[start of Exercise data]

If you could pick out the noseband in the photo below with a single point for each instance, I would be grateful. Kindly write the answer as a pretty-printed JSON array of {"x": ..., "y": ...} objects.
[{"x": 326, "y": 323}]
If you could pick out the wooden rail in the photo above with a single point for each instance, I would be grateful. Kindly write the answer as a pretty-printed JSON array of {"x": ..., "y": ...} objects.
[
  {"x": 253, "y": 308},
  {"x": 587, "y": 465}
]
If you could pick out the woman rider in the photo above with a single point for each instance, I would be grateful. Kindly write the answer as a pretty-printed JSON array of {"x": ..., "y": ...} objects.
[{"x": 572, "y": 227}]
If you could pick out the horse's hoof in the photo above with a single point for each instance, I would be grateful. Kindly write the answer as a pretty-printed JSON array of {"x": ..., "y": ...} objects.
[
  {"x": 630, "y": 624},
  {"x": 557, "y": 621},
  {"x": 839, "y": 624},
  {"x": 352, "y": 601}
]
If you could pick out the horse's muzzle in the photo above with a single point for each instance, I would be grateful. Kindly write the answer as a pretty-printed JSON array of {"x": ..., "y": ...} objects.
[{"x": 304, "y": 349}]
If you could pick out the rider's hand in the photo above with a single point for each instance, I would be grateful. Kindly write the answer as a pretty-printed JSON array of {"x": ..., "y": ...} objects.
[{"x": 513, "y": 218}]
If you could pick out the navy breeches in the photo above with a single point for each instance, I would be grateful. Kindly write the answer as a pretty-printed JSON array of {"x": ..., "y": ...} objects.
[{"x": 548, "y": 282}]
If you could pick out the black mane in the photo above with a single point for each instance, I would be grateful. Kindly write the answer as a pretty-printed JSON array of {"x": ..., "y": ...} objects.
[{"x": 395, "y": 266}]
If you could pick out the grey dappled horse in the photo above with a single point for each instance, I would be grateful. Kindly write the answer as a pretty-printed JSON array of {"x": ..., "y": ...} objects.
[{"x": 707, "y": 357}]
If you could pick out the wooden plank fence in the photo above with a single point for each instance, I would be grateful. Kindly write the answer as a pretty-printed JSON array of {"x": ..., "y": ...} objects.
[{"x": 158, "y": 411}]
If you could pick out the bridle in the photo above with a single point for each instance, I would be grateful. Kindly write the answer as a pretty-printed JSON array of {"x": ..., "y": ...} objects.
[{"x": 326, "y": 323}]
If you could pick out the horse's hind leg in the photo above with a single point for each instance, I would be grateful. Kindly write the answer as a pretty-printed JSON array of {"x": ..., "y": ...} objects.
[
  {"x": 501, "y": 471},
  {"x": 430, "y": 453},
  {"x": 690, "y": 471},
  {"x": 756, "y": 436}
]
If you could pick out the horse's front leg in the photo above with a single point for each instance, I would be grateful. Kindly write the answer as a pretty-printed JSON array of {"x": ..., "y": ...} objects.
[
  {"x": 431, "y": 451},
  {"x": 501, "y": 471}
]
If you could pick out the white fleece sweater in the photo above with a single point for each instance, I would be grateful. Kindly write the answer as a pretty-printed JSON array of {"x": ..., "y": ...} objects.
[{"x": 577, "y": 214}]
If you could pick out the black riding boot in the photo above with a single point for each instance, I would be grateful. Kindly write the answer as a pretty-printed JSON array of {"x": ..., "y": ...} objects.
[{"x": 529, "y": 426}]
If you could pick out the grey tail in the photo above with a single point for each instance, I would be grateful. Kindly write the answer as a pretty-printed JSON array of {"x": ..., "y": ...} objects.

[end of Exercise data]

Given task: Recast every line of the entries above as a Markdown table with the columns "No." and "Text", numbering the rows in order and omitting any blank lines.

Solution to this exercise:
| No. | Text |
|---|---|
| 1 | If you could pick out the noseband in the photo below with a single point for each instance, I would be grateful. Kindly write the answer as a pretty-printed JSON array of {"x": ..., "y": ...} objects. |
| 2 | [{"x": 326, "y": 323}] |
| 3 | If you could pick out the wooden rail in the photo above with a single point for each instance, I would be grateful. Kindly write the answer as a pretty-printed JSON array of {"x": ..., "y": ...} objects. |
| 4 | [ |
| 5 |   {"x": 253, "y": 308}, |
| 6 |   {"x": 587, "y": 465} |
| 7 | ] |
| 8 | If you could pick out the woman rider in the photo above with a single point for each instance, I would be grateful. Kindly write the answer as a pretty-printed JSON array of {"x": ..., "y": ...} objects. |
| 9 | [{"x": 572, "y": 227}] |
| 10 | If you could pick out the horse's hoof in the photo above with a single point for each instance, I would be grateful. Kindly write the answer as a pretty-printed JSON array of {"x": ..., "y": ...} objects. |
| 11 | [ |
| 12 |   {"x": 630, "y": 624}, |
| 13 |   {"x": 557, "y": 621}, |
| 14 |   {"x": 839, "y": 624}, |
| 15 |   {"x": 352, "y": 601} |
| 16 | ] |
| 17 | If you could pick out the horse's muzzle in the photo above with a single point for each instance, I would be grateful. Kindly write the answer as a pretty-printed JSON array of {"x": ..., "y": ...} objects. |
| 18 | [{"x": 304, "y": 349}] |
| 19 | If you could pick out the rider's hand in the photo above with a single point for each instance, I would be grateful. Kindly write the answer as a pretty-printed JSON array of {"x": ..., "y": ...} objects. |
| 20 | [{"x": 513, "y": 218}] |
| 21 | If you could pick out the navy breeches in the photo above with a single point for each instance, I would be grateful. Kindly write the answer as a pretty-printed JSON array of {"x": ..., "y": ...} objects. |
| 22 | [{"x": 548, "y": 282}] |
| 23 | If you could pick out the black mane in the photo above with a single point for each instance, I would be grateful. Kindly write the answer as a pretty-printed JSON array of {"x": ..., "y": ...} objects. |
| 24 | [{"x": 395, "y": 266}] |
| 25 | If you could pick out the grey dappled horse in the photo above with a single point for each instance, I would be grateful. Kindly write the answer as a pretty-printed JSON array of {"x": ..., "y": ...} objects. |
| 26 | [{"x": 707, "y": 357}] |
| 27 | If you could pick out the wooden plank fence in the photo above with a single point for each instance, I would be grateful. Kindly write the answer as a pretty-printed JSON array of {"x": ..., "y": ...} objects. |
| 28 | [{"x": 158, "y": 411}] |
| 29 | If you could pick out the bridle in the photo above with a single point for each instance, I would be grateful. Kindly write the answer as a pretty-printed JSON array of {"x": ..., "y": ...} objects. |
| 30 | [{"x": 326, "y": 323}] |
| 31 | If you could pick out the horse's hind leg in the photo above with a single point for each instance, I would be grateful. Kindly write the answer as a pretty-printed JSON array of {"x": ..., "y": ...} objects. |
| 32 | [ |
| 33 |   {"x": 501, "y": 471}, |
| 34 |   {"x": 430, "y": 453}, |
| 35 |   {"x": 690, "y": 471}, |
| 36 |   {"x": 756, "y": 436} |
| 37 | ] |
| 38 | If you could pick out the horse's front leg in the photo above with a single point for each instance, I would be grateful. Kindly write the answer as a pretty-printed JSON array of {"x": ..., "y": ...} objects. |
| 39 | [ |
| 40 |   {"x": 431, "y": 451}, |
| 41 |   {"x": 501, "y": 471} |
| 42 | ] |
| 43 | If you could pick out the white fleece sweater in the photo above with a single point for each instance, I would be grateful. Kindly write the answer as a pretty-printed JSON array of {"x": ..., "y": ...} objects. |
| 44 | [{"x": 577, "y": 214}] |
| 45 | If you could pick out the black riding boot in the photo above with a single point for each instance, I would be grateful. Kindly write the answer as a pretty-printed JSON array of {"x": ..., "y": ...} objects. |
| 46 | [{"x": 529, "y": 426}] |
| 47 | If you could pick out the grey tail in the photo above with a single point for each instance, I would be grateful. Kindly write the answer as a pretty-printed JSON array of {"x": ..., "y": ...} objects. |